GIVEN INFORMATION
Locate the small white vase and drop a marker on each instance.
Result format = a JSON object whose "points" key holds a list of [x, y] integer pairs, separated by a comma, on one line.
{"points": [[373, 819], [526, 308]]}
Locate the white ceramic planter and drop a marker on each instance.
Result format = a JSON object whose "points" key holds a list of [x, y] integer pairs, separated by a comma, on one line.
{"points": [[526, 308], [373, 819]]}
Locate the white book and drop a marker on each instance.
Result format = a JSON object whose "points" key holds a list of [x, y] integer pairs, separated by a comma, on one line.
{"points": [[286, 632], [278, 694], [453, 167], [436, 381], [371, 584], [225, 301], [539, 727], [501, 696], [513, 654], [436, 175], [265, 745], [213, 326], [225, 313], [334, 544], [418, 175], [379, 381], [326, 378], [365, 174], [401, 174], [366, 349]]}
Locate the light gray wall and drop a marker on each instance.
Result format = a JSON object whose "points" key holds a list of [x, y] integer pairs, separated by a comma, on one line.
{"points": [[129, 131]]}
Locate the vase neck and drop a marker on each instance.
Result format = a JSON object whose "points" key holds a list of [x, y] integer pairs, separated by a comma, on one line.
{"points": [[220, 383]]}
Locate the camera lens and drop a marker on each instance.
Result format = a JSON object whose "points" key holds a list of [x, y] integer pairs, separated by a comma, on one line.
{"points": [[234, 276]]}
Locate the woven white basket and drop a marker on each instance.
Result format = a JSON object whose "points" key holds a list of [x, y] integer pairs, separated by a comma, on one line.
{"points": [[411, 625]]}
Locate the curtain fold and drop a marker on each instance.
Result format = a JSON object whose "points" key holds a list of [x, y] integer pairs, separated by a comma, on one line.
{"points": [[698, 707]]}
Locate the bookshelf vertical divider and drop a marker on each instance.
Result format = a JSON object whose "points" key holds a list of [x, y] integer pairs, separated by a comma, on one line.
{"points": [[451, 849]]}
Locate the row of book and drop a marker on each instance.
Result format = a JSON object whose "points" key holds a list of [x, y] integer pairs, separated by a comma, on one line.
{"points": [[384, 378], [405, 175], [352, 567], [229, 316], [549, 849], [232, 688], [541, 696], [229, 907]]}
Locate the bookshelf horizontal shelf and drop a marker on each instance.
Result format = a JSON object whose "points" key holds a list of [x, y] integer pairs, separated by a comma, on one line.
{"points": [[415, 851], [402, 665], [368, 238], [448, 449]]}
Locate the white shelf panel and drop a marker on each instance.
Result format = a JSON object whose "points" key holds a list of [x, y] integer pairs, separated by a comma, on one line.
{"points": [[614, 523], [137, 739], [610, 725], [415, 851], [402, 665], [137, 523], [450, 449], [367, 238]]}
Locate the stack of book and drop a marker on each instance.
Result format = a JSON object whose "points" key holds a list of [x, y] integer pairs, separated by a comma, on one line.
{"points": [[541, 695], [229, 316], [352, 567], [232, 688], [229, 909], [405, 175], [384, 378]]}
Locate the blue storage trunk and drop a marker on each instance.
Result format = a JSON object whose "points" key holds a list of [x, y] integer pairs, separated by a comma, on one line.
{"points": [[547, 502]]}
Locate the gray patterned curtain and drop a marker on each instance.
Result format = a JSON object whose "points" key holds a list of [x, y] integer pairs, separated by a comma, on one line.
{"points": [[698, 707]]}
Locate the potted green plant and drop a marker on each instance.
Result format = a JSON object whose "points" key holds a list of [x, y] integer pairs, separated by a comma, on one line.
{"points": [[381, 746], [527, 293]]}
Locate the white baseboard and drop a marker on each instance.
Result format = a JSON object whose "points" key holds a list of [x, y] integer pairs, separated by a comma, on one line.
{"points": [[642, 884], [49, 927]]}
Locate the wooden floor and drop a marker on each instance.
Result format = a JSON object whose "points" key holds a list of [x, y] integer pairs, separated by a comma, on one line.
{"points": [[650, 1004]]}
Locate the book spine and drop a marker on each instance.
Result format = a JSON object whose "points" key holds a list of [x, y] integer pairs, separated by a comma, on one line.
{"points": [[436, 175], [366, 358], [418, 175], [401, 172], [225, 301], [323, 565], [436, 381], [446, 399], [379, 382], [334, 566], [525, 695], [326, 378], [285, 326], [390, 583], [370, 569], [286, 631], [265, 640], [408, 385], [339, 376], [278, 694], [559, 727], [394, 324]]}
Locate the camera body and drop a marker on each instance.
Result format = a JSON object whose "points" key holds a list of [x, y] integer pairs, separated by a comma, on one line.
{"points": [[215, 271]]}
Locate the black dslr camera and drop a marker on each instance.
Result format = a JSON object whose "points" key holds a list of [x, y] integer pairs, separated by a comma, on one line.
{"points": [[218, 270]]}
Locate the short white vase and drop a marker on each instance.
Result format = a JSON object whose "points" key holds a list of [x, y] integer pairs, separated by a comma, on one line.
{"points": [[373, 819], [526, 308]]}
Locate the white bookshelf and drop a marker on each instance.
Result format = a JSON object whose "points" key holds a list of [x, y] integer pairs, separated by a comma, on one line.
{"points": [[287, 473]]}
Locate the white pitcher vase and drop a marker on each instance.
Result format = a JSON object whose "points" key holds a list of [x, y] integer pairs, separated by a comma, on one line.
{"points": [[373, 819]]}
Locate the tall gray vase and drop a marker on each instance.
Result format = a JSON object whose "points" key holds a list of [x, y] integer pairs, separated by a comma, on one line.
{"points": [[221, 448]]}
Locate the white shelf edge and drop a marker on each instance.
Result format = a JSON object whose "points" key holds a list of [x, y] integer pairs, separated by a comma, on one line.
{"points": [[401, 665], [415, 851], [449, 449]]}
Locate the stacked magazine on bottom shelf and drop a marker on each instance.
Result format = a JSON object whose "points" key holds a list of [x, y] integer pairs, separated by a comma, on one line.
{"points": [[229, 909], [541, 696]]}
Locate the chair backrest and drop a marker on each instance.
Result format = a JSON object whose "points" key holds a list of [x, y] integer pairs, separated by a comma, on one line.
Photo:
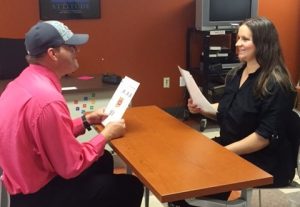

DIRECTIONS FOR THIS TASK
Could you reproduce the listing above word for word, leaving out the picture?

COMPLETED TASK
Locate the small white vase and drop a marker on each instance.
Result format = a JSON object whose "points" key holds a list of [x, y] integer pairs, separated by a comma, on one line.
{"points": [[373, 819], [526, 308]]}
Locate the white ceramic planter and drop a marker on each instance.
Result format = a JSON object whose "points" key holds a list of [x, y] integer pairs, separated by a comma, on one line.
{"points": [[526, 308], [373, 819]]}
Locate the white book and drop a marker on each instance.
Result format = a JSON object whose "points" key holds a list of [x, y] integer pairs, separated by a comma, on one line.
{"points": [[286, 632], [278, 694], [453, 167], [436, 381], [371, 584], [225, 301], [539, 727], [501, 696], [513, 654], [436, 175], [265, 745], [213, 326], [225, 313], [334, 544], [418, 175], [379, 381], [326, 378], [365, 174], [401, 174], [366, 349]]}
Locate the light gray wall and drop a marker on each instance.
Result format = a JSON object whose "points" key holds a list of [x, y] integer pairs, separated by a comma, on one line.
{"points": [[129, 131]]}
Locate the vase neck and drop a marker on each instance.
Result format = a JSON object whose "points" key holds a list of [x, y] integer pairs, separated by a comma, on one line.
{"points": [[220, 383]]}
Locate the camera lens and drop a marker on each instance.
Result format = a JSON object whose "points" key holds a list of [x, y] integer pairs, separated by a comma, on one line.
{"points": [[234, 276]]}
Locate the woven white basket and drop a marker on each instance.
Result format = a JSON object whose "points" key holds a list of [x, y] integer pairs, separated by a comma, on one line.
{"points": [[411, 625]]}
Locate the curtain fold and drop a marker on each instance.
Result format = a JSON object whose "points" key holds a list of [x, y] integer pairs, separated by a comma, on one line.
{"points": [[698, 707]]}
Locate the bookshelf vertical divider and drop a marker on each instance.
Result format = a JSON object whose "points" key holds a list of [x, y] integer pairs, separated by a comma, on one line.
{"points": [[451, 849]]}
Locate the row of book and drop a marker on each instance.
Result format = a JSON object whose "points" key holds a list of [x, y] integer pairs, separated by a comma, on one line.
{"points": [[384, 378], [405, 175], [352, 567], [229, 316], [549, 849], [232, 688], [541, 696], [229, 907]]}
Locate the bookshelf horizontal shelf and drop a marker on each instance.
Result format = a JSON object whose "points" key holds a list of [x, y] integer pairs, separated by a comma, on one line.
{"points": [[415, 851], [402, 665], [368, 238], [448, 449]]}
Locate the white shelf panel and drop a marker on each instance.
Result format = a JSON object whose "points" key holds a list of [x, y] integer pairs, separated by a comma, on one line.
{"points": [[614, 523], [137, 739], [610, 725], [415, 851], [402, 665], [137, 523], [450, 449], [367, 238]]}
Locate the stack of book and drop a marker on each instance.
Result format = a JSON object whose "points" key holds a list of [x, y] integer pairs, separated by a comma, on one line.
{"points": [[541, 695], [229, 316], [352, 567], [232, 688], [229, 909], [405, 175], [384, 378]]}
Locate the blue storage trunk and drop a marker on each instance.
Result format = a JSON object whose "points" key holds a list of [x, y] integer pairs, separated by a comma, on one line.
{"points": [[547, 502]]}
Locate the gray patterned curtain and drop a marker on each instance.
Result format = a JSON object whose "points" key holds a list of [x, y] integer pairs, separated by a comma, on one line.
{"points": [[698, 707]]}
Locate the potted green plant and drop a marker on each instance.
Result format = a JSON object whose "points" key holds a list of [x, y] integer pairs, separated by a comma, on one line.
{"points": [[381, 746], [527, 293]]}
Locate the white baseboard and drop a marker on each instance.
Result format = a JSON object whose "points" key holds a list of [x, y] integer pairs, separated by a comma, on one line.
{"points": [[642, 884], [49, 927]]}
Locate the wooden floor and drop a marker on each instance.
Result format = a JSON object whose "points" key holds a list of [x, y] integer pairs, separated by a comma, on one line.
{"points": [[650, 1004]]}
Locate the book spine and drop a marker on each instance.
Result format = a JSON object whose "points" key holds a list of [x, y] integer pairs, separated by a comma, on one line.
{"points": [[436, 175], [366, 358], [418, 175], [401, 172], [225, 301], [323, 565], [436, 381], [446, 399], [379, 382], [334, 566], [525, 695], [326, 378], [285, 326], [390, 583], [370, 569], [286, 631], [265, 640], [408, 385], [339, 376], [278, 694], [559, 727], [394, 324]]}
Locate the camera body and drop a marker on each instance.
Result format = a JSON object whose "points" key holds a list of [x, y] integer pairs, separated by a comma, on one line.
{"points": [[215, 271]]}
Locate the black dslr camera and drop a marker on each instance.
Result format = a JSON object whose "points" key holds a list of [x, y] integer pairs, separated by a comma, on one line.
{"points": [[218, 270]]}
Locate the short white vase and drop a marker on each instance.
Result format = a JSON object whose "points" key holds a list of [x, y] integer pairs, separated by a comma, on one line.
{"points": [[373, 819], [526, 308]]}
Locate the white bookshelf and drop a marker on each instance.
Result format = a JSON object whose "points" key holds a list of [x, y] integer pairs, separated by a comma, on one line.
{"points": [[287, 473]]}
Locate the white pitcher vase and drop a marker on each instance.
Result format = a JSON object whose "points" key holds a list of [x, y] integer pairs, separated by a comma, on one line.
{"points": [[373, 819]]}
Locate the tall gray vase and drop a marker on each instance.
Result format = a JSON object whose "points" key holds a list of [x, y] integer pairs, separated by a comma, on one line.
{"points": [[221, 448]]}
Locate the white shelf edge and drop a marker on each instance.
Result format = a JSON object whose "points" key holds a list of [x, y] integer pairs, separated by a comma, on one line.
{"points": [[401, 665], [415, 851], [449, 449]]}
Locate the stacked magazine on bottom shelf and drop a marker on each instance.
Result format = a JSON object whose "points" key holds a list of [x, y] integer pairs, separated by a comma, on one line.
{"points": [[229, 909], [541, 696]]}
Locate the chair backrest and drop a marker on each instance.
Result format = a JSON object whose "points" key holds a list of [x, y] integer pairs, separated by a comma, on one line.
Photo:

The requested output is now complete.